Records of labeled boxes
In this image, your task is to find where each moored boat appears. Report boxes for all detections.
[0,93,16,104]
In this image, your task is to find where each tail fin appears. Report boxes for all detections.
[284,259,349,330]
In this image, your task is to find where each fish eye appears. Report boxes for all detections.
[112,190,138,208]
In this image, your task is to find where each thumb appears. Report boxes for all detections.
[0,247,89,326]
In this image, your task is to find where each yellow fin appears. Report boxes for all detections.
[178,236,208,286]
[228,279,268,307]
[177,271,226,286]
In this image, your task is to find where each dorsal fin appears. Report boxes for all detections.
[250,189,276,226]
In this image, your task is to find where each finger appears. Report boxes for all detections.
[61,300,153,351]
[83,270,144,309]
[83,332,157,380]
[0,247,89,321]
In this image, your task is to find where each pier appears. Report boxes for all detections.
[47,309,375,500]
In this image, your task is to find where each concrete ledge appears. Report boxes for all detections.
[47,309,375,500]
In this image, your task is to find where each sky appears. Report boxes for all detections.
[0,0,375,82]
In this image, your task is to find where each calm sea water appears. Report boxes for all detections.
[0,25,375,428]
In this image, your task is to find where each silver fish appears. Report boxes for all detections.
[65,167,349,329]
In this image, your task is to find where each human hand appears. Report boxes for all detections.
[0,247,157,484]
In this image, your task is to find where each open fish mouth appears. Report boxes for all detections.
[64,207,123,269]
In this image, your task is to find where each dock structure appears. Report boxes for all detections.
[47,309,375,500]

• _CHALLENGE_: Can you rewrite everything from the start of the data down to and including the line that contains "[284,259,349,330]" as a numbered list, with blank lines left out?

• _THE ANSWER_:
1. In this image, your task is to find where each moored boat appears. Report boxes for all detections.
2. [0,93,16,104]
3. In this image, your task is to find where each tail fin appears. Report boxes for all detections.
4. [284,259,349,330]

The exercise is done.